* **Task objective**
Word for word, set down every line of the entries below from the line with "point | a marker on each instance of the front wheel" to the line with "target | side window", including both, and no other line.

* **Extracted data**
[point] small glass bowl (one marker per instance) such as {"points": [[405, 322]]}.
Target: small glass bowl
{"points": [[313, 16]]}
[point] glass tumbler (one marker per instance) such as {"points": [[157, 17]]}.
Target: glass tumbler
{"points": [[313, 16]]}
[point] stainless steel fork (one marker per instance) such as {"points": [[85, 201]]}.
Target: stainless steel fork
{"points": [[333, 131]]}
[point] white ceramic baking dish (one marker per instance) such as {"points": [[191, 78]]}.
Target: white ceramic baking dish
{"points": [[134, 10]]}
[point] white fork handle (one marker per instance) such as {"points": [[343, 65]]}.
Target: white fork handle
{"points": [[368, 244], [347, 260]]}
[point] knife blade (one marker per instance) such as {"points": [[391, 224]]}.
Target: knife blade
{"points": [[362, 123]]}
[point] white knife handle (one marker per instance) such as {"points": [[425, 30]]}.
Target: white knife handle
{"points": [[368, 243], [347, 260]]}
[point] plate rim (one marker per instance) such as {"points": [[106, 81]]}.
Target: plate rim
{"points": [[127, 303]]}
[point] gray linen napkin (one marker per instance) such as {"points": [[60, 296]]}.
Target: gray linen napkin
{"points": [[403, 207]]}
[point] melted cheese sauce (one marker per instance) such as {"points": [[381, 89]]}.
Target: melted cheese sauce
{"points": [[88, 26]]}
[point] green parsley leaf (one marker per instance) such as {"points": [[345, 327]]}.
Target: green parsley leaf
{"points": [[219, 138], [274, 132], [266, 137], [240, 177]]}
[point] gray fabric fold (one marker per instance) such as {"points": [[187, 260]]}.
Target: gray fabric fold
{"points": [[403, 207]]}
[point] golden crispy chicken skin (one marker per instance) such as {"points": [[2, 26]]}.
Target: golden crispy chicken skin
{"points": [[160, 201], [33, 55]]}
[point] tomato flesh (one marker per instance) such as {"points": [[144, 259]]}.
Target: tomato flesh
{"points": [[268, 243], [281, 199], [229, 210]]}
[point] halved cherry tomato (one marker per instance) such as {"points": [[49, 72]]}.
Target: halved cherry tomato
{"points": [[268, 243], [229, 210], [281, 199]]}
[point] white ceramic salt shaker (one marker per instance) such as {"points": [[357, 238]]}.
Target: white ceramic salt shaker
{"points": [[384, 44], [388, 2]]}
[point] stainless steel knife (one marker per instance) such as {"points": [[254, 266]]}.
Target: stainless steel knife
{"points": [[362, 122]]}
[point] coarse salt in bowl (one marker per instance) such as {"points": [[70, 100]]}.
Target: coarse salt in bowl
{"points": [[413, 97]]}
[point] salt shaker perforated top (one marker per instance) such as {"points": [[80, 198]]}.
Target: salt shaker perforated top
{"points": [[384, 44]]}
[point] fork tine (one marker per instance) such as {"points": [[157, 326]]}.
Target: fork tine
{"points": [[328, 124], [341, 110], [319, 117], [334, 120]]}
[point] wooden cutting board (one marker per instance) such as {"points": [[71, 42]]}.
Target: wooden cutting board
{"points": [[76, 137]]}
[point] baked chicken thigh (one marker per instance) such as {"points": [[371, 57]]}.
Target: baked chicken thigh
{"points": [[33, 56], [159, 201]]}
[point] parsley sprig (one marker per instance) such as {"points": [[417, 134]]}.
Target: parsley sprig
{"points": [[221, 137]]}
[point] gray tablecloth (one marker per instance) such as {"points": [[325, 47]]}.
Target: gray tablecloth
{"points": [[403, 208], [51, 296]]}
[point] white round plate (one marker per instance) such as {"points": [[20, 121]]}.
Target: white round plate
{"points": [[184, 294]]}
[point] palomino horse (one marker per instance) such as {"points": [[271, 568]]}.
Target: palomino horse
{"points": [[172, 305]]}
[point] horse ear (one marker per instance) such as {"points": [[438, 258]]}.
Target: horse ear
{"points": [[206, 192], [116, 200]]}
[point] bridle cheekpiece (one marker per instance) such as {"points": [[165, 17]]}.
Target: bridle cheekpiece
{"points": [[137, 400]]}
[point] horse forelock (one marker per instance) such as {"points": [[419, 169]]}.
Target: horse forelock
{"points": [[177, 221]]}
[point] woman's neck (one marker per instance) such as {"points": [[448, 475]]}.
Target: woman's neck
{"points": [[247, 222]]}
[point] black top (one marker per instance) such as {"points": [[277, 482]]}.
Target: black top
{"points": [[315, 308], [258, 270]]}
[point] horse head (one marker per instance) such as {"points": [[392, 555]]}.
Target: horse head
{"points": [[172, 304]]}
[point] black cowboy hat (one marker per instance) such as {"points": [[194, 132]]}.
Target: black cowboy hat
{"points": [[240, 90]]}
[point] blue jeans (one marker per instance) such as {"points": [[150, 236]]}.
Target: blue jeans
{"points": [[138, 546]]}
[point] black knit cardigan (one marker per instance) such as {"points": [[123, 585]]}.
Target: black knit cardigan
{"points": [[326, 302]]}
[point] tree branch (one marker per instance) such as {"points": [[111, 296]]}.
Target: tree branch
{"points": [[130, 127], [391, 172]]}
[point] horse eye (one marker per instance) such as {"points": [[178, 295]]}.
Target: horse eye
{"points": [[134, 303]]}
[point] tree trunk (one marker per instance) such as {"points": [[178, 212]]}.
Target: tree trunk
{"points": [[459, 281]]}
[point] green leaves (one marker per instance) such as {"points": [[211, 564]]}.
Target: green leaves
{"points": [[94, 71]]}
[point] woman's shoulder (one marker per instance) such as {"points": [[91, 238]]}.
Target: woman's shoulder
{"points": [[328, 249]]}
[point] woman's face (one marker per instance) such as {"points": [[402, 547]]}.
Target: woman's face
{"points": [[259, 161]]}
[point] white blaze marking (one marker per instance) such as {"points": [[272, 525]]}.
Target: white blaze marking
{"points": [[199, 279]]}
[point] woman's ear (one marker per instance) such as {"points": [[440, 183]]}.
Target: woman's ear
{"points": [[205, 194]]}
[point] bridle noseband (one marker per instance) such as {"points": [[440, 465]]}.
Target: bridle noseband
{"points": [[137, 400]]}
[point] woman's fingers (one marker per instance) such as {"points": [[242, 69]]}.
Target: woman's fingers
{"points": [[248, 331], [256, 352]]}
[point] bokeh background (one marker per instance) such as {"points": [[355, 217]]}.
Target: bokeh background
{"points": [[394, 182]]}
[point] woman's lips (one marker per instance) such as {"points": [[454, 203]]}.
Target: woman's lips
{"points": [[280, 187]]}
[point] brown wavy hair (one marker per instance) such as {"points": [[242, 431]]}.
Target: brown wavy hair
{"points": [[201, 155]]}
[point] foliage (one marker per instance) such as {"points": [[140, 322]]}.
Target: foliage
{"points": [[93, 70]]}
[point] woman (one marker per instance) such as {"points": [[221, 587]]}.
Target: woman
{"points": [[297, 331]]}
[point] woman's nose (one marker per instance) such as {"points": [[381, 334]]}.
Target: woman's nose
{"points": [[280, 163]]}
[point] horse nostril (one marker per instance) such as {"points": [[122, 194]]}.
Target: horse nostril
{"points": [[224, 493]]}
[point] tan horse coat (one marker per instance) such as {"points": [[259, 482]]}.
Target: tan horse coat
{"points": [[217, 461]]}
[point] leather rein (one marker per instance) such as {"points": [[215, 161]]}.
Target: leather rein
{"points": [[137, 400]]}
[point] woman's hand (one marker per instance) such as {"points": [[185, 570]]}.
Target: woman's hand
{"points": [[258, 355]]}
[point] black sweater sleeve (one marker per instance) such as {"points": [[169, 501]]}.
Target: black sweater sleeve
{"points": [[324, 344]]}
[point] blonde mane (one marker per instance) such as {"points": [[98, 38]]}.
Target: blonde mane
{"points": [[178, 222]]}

--

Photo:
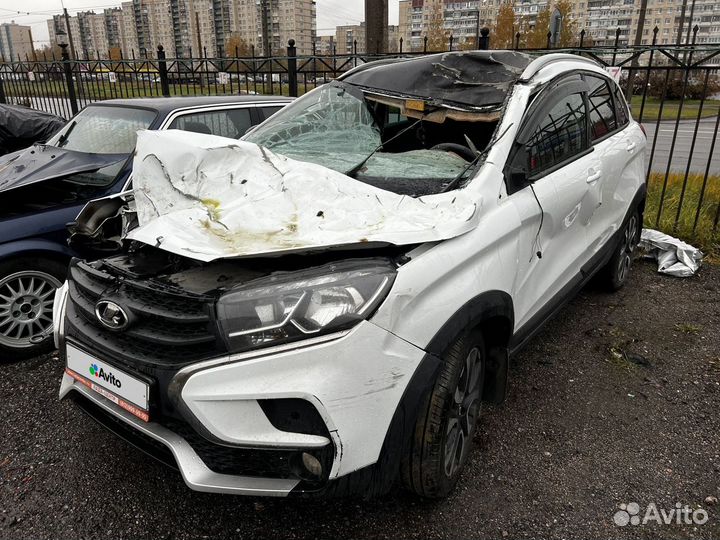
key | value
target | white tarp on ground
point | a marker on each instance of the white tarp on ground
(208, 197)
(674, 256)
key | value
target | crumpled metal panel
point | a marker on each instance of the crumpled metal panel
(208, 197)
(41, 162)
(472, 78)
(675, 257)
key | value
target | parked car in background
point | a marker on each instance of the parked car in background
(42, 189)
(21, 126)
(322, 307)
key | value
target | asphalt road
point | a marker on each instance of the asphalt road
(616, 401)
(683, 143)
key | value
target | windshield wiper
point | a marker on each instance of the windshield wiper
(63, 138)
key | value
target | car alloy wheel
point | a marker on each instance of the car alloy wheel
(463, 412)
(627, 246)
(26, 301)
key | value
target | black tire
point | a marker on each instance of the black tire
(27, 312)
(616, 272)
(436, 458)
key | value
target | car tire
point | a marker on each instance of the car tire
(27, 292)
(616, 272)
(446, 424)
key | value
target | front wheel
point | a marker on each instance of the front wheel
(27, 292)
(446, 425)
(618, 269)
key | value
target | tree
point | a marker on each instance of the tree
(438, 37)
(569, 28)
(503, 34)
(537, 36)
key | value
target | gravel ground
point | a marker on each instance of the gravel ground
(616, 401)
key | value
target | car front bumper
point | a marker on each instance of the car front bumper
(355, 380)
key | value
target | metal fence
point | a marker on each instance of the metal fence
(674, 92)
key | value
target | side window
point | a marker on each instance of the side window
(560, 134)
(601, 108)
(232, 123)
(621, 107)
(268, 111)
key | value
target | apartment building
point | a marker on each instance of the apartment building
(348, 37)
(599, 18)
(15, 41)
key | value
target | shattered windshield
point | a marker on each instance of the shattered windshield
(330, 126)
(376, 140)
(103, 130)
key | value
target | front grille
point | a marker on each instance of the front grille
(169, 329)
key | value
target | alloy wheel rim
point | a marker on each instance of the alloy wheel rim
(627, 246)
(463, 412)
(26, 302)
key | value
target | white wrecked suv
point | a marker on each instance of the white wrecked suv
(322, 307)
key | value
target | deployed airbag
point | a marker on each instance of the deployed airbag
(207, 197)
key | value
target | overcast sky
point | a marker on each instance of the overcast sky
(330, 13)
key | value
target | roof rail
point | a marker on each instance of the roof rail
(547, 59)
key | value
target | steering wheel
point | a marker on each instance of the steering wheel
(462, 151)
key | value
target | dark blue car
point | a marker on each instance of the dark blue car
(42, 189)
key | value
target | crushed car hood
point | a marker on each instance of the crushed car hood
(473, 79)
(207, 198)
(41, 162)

* **Answer box**
point | a marker on each instance of the front wheel
(27, 292)
(446, 425)
(618, 269)
key | value
target | tree
point | a marker on each instance of the tree
(438, 37)
(569, 28)
(503, 34)
(537, 36)
key | value
target | gravel ground
point | a marker on each instance of the gravel ground
(616, 401)
key | value
target | car front bumper
point | a marker on each instance of the car front bumper
(355, 380)
key | value
target | metal fence
point | a marker on each instance of the metal fence
(674, 92)
key | value
target | side window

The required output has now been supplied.